#### Data excerpts:
◇ ◇ ◇
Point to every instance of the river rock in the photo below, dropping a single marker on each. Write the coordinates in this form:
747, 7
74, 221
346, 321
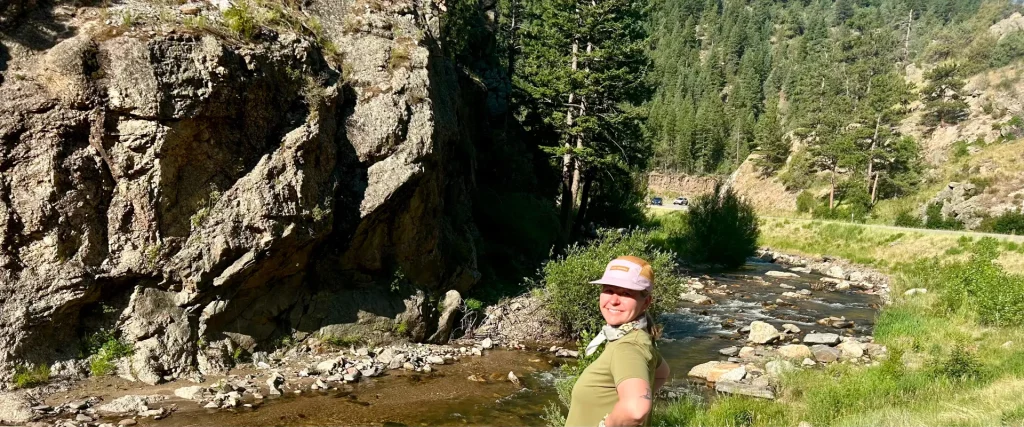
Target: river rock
829, 339
748, 352
824, 353
729, 351
194, 392
131, 403
794, 351
328, 367
876, 350
273, 384
836, 271
735, 374
732, 387
776, 273
711, 371
696, 299
777, 368
450, 309
850, 349
762, 333
14, 409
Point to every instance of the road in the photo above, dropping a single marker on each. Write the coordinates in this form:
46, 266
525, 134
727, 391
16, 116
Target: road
976, 235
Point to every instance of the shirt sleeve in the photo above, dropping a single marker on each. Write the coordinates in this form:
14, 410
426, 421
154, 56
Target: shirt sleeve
631, 360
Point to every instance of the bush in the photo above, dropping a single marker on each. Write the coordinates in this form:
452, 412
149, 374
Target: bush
961, 366
103, 361
806, 202
723, 228
980, 286
26, 377
935, 219
572, 300
1010, 222
906, 219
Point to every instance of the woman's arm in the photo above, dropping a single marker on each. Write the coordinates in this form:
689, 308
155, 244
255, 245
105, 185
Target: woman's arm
660, 376
635, 401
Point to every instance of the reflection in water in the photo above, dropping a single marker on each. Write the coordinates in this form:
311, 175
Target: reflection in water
693, 334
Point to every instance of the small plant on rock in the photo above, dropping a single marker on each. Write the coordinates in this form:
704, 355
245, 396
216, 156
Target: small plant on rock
26, 376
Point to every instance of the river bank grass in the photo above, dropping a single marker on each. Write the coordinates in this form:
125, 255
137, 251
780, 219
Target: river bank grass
956, 353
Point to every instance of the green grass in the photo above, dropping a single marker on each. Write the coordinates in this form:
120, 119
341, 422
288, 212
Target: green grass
724, 412
955, 353
26, 377
347, 340
104, 360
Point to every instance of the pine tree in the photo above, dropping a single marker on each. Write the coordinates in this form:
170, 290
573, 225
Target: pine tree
772, 144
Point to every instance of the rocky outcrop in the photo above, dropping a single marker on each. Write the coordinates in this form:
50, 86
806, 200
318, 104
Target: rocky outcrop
202, 197
957, 201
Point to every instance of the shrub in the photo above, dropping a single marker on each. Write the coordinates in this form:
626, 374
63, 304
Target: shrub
906, 219
935, 219
572, 300
1009, 222
806, 202
723, 228
26, 377
241, 19
981, 287
960, 366
103, 360
672, 232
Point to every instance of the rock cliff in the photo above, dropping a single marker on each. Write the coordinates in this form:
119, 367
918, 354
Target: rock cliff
201, 196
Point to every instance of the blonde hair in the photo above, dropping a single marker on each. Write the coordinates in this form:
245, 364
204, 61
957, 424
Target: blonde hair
647, 271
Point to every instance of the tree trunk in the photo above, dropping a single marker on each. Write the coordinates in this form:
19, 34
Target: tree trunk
875, 188
584, 205
832, 191
870, 152
906, 40
568, 161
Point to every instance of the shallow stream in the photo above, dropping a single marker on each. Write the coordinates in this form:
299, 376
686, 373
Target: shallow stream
693, 334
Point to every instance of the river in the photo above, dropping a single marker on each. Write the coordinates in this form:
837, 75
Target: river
693, 334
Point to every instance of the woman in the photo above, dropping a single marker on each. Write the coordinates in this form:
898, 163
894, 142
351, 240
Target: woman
617, 388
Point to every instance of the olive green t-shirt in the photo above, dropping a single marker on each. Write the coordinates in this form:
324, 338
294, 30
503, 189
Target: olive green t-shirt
594, 394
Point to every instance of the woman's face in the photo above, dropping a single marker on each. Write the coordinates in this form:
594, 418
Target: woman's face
620, 305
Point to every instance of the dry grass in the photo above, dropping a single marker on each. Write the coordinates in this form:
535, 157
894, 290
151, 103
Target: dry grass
869, 246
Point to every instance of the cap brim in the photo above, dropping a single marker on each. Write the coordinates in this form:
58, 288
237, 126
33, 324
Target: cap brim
621, 284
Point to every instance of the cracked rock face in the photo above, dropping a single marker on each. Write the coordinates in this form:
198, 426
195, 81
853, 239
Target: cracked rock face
202, 197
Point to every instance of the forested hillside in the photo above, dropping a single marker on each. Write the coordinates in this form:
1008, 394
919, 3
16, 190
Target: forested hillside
821, 83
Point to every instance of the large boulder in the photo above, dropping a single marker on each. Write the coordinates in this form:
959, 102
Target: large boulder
762, 333
14, 409
824, 353
828, 339
189, 190
732, 387
794, 351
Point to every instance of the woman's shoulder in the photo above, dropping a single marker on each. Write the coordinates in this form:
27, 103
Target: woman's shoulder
638, 337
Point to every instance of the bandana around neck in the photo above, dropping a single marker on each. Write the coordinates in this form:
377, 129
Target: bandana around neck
610, 333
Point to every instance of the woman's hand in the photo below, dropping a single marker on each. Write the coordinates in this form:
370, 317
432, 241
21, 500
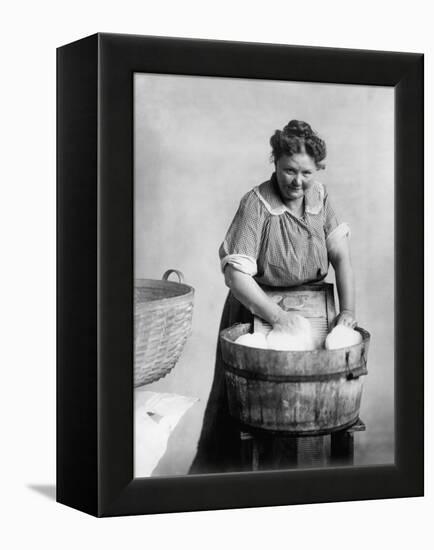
◇ ◇ ◇
#### Directions:
The lines to copy run from the line containing "Point to every instance of the woman's shoulder" through the end of the data above; copy exactly those, minus the pictures.

#### Response to the task:
Point to every instance of the woman's shoulder in the photo above, dropping a single marker on each. Write the coordinates in this form:
27, 103
Target: woman's shoulder
638, 337
Point to every instance of the bandana around neck in the photo above, dropping a single marker on each. Write the coordinates in this form:
377, 129
Target: bandana around neck
610, 333
Point to every instance of the woman's hand in the photo below, dropping a single marker on each. Write the coordinates in this form:
370, 317
432, 241
21, 500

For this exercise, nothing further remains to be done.